> _Written exercise_:
Reproduce exactly the line in which "Expected: one point per instance of the office" occurs and all the lines after it, ending with the last line.
━━━━━ Dataset extract
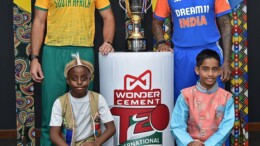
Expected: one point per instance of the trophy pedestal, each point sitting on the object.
(136, 44)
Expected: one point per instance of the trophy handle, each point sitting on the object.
(127, 5)
(148, 6)
(122, 5)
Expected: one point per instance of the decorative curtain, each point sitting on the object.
(24, 85)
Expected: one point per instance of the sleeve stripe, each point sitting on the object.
(107, 7)
(39, 8)
(223, 13)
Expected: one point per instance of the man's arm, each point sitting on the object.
(226, 35)
(38, 28)
(109, 132)
(158, 33)
(224, 129)
(55, 136)
(108, 31)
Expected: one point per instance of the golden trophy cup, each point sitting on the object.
(135, 10)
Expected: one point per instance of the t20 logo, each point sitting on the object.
(139, 108)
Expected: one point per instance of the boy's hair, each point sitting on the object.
(206, 54)
(78, 62)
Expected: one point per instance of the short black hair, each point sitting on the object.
(206, 54)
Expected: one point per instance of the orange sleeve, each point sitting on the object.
(222, 6)
(162, 8)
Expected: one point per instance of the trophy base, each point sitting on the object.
(136, 44)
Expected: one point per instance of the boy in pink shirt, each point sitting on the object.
(203, 114)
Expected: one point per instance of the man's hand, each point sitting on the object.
(36, 71)
(164, 48)
(196, 143)
(225, 72)
(106, 48)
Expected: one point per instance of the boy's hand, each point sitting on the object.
(164, 48)
(196, 143)
(36, 71)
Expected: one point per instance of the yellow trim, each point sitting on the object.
(154, 4)
(25, 4)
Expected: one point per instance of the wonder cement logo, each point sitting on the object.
(142, 116)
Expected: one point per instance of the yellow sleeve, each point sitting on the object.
(42, 4)
(102, 4)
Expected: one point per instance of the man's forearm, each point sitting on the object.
(109, 27)
(157, 30)
(226, 35)
(38, 28)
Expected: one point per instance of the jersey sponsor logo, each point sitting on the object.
(72, 3)
(193, 20)
(141, 114)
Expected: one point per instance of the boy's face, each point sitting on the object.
(208, 71)
(78, 80)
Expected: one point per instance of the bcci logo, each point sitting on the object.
(142, 116)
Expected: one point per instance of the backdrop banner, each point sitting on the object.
(138, 88)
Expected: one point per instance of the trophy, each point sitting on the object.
(135, 10)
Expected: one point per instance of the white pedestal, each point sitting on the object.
(138, 88)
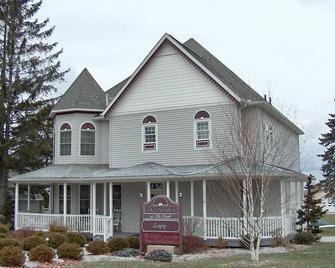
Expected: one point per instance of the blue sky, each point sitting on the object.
(284, 48)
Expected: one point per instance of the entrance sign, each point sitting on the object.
(161, 222)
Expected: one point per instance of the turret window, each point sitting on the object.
(87, 139)
(65, 140)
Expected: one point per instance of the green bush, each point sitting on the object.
(41, 253)
(56, 239)
(32, 241)
(97, 247)
(77, 238)
(221, 243)
(133, 242)
(4, 229)
(117, 244)
(12, 256)
(5, 242)
(69, 251)
(58, 229)
(305, 238)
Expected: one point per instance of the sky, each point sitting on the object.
(282, 48)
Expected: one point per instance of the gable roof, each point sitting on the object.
(83, 94)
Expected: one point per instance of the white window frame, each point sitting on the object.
(155, 124)
(60, 132)
(95, 139)
(195, 131)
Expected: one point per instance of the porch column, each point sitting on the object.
(16, 204)
(64, 202)
(105, 198)
(168, 188)
(192, 198)
(28, 198)
(176, 188)
(204, 207)
(148, 191)
(94, 195)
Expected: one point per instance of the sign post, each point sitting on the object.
(161, 222)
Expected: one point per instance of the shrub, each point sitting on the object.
(159, 255)
(4, 229)
(41, 253)
(56, 239)
(133, 242)
(221, 243)
(23, 233)
(193, 244)
(69, 251)
(5, 242)
(305, 238)
(12, 256)
(58, 229)
(32, 241)
(77, 238)
(97, 247)
(117, 244)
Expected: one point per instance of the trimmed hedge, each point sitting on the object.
(97, 247)
(33, 241)
(69, 251)
(56, 239)
(41, 253)
(117, 244)
(12, 256)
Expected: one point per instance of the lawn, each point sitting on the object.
(319, 255)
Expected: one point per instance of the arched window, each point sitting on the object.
(202, 130)
(65, 139)
(87, 139)
(149, 133)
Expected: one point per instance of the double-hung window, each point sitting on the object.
(87, 140)
(202, 130)
(149, 132)
(65, 140)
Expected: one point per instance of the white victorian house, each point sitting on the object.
(153, 133)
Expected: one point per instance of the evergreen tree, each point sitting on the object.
(328, 157)
(29, 68)
(311, 210)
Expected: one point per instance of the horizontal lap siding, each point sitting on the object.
(175, 137)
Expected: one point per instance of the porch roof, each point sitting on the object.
(146, 171)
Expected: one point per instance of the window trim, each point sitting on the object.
(195, 133)
(59, 144)
(154, 124)
(95, 139)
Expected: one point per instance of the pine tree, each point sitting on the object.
(311, 210)
(328, 157)
(29, 68)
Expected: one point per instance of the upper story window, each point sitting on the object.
(87, 139)
(202, 130)
(149, 133)
(65, 139)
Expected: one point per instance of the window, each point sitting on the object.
(87, 140)
(65, 139)
(149, 131)
(202, 130)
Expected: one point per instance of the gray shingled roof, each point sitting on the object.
(84, 93)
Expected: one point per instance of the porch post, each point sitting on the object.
(204, 207)
(168, 188)
(192, 198)
(148, 191)
(64, 202)
(16, 204)
(94, 195)
(28, 198)
(176, 188)
(105, 198)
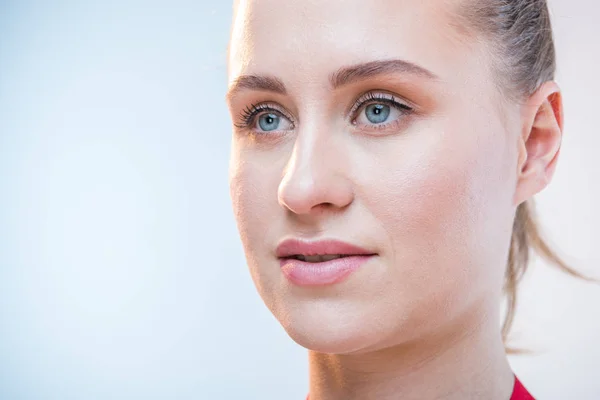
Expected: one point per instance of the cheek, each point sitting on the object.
(443, 202)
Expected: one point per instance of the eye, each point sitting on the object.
(377, 113)
(268, 122)
(264, 118)
(379, 110)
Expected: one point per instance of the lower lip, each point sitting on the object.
(305, 273)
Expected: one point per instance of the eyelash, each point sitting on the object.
(248, 116)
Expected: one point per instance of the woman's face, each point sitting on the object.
(379, 125)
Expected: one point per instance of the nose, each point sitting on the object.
(316, 177)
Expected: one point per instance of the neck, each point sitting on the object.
(466, 361)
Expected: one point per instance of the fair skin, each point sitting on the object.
(418, 159)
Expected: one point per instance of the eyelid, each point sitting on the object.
(383, 96)
(251, 112)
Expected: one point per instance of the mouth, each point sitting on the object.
(321, 263)
(319, 251)
(317, 258)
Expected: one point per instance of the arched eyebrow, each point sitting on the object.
(353, 73)
(343, 76)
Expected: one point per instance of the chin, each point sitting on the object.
(331, 333)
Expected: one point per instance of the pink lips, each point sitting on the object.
(305, 273)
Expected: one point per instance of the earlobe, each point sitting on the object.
(539, 144)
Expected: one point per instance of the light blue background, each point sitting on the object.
(121, 273)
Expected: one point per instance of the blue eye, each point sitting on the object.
(377, 113)
(268, 122)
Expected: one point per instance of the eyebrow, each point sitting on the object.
(343, 76)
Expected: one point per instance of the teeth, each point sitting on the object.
(319, 258)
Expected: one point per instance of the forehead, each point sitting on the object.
(312, 37)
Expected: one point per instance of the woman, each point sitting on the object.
(384, 159)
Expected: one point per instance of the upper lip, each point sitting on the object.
(293, 247)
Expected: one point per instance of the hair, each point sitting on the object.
(524, 57)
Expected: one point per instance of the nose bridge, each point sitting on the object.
(314, 174)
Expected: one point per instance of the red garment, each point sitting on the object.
(519, 392)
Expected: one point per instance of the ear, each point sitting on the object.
(540, 140)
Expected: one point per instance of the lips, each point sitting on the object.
(320, 263)
(311, 251)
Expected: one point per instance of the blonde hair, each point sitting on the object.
(520, 32)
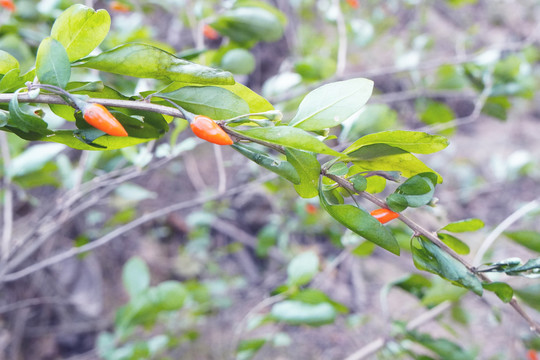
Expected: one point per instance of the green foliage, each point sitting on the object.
(52, 63)
(430, 257)
(528, 238)
(146, 61)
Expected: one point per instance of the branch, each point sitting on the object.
(131, 104)
(381, 342)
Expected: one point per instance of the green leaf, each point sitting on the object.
(280, 167)
(26, 122)
(531, 265)
(530, 295)
(360, 222)
(454, 243)
(299, 313)
(464, 225)
(382, 157)
(248, 348)
(52, 63)
(502, 290)
(289, 137)
(7, 62)
(302, 268)
(331, 104)
(414, 192)
(135, 276)
(409, 141)
(250, 23)
(414, 284)
(72, 138)
(145, 61)
(528, 238)
(212, 101)
(81, 29)
(430, 257)
(440, 291)
(497, 107)
(308, 168)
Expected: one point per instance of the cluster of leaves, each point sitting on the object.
(296, 148)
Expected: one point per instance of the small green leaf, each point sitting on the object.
(331, 104)
(81, 29)
(52, 63)
(299, 313)
(530, 295)
(290, 137)
(135, 276)
(409, 141)
(430, 257)
(414, 284)
(308, 168)
(361, 222)
(414, 192)
(464, 225)
(382, 157)
(528, 238)
(280, 167)
(359, 182)
(502, 290)
(455, 244)
(302, 268)
(145, 61)
(238, 61)
(33, 159)
(212, 101)
(7, 62)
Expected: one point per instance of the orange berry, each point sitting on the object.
(99, 117)
(210, 33)
(119, 7)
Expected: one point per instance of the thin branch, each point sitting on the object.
(7, 221)
(415, 323)
(505, 224)
(342, 40)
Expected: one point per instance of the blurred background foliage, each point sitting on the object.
(249, 270)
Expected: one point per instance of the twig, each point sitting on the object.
(342, 40)
(130, 104)
(122, 230)
(505, 224)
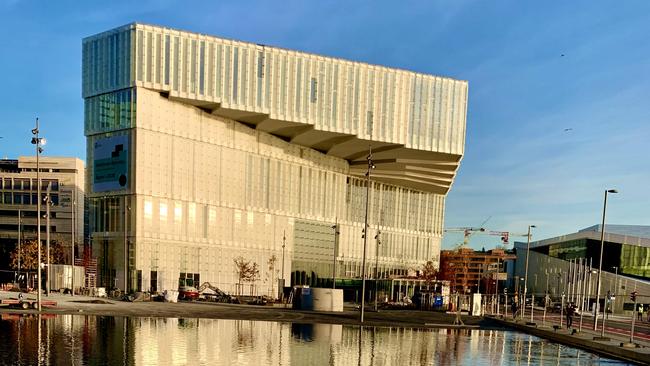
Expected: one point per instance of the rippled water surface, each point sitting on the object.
(106, 340)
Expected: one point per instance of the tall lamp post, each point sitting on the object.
(336, 237)
(600, 266)
(615, 286)
(371, 166)
(126, 246)
(39, 142)
(523, 310)
(74, 227)
(284, 243)
(378, 239)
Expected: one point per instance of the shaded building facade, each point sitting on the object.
(18, 202)
(558, 265)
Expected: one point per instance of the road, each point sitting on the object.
(617, 324)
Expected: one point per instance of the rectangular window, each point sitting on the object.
(193, 68)
(217, 71)
(154, 281)
(140, 63)
(177, 56)
(167, 55)
(149, 56)
(260, 76)
(235, 73)
(298, 84)
(369, 123)
(185, 60)
(210, 82)
(244, 77)
(159, 47)
(313, 94)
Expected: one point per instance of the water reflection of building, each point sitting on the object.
(18, 198)
(90, 340)
(474, 271)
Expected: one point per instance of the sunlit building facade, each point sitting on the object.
(202, 149)
(19, 198)
(560, 265)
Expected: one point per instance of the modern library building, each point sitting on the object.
(202, 150)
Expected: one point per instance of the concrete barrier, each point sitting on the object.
(608, 349)
(327, 299)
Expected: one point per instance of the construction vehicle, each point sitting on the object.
(214, 294)
(469, 231)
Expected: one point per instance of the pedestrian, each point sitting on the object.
(569, 315)
(639, 309)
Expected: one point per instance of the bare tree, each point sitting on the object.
(429, 273)
(247, 271)
(29, 255)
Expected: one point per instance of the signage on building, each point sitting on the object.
(111, 164)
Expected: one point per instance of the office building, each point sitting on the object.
(560, 265)
(470, 271)
(203, 149)
(18, 198)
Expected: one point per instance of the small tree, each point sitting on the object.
(429, 273)
(247, 271)
(29, 254)
(272, 263)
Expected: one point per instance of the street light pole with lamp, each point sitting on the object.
(600, 265)
(523, 310)
(39, 142)
(371, 166)
(335, 227)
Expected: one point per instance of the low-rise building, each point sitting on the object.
(471, 271)
(18, 202)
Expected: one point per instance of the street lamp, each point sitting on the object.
(600, 264)
(126, 246)
(39, 142)
(335, 227)
(523, 310)
(371, 166)
(284, 243)
(72, 246)
(378, 239)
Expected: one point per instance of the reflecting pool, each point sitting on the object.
(107, 340)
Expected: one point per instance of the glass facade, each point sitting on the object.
(206, 189)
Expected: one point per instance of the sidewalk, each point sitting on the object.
(585, 339)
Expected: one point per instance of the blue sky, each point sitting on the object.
(534, 70)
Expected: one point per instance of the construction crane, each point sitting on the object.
(469, 231)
━━━━━━━━━━
> _The output_:
Expected: one point per instance of the office building, each point sitting on the object.
(560, 265)
(470, 271)
(203, 149)
(18, 198)
Expected: one point per instance of the small tree, each point sitting on the object.
(429, 273)
(247, 271)
(29, 254)
(272, 263)
Expected: one point per instance of the street light pole with lamp, each point sitting on the object.
(600, 265)
(523, 310)
(39, 142)
(371, 166)
(335, 227)
Expected: one point per instance of the low-rise building, each point sitting on the object.
(471, 271)
(18, 202)
Expected: one point per instance of the street lamp, each point sitting on the object.
(600, 264)
(126, 246)
(39, 142)
(335, 227)
(523, 310)
(371, 166)
(284, 243)
(72, 246)
(378, 239)
Expected: one point per instance of the reflecting pool, each point sitting on the object.
(107, 340)
Expected: one point per instance of the glass facade, each point sitting on the object.
(206, 189)
Expected: one point per instance of the sidewalk, each point sitting on the object.
(585, 339)
Expected: one point per instance of the blue sky, each point sitting on the object.
(534, 70)
Expected: one point per instance of the construction crane, each point sitting on the object.
(469, 231)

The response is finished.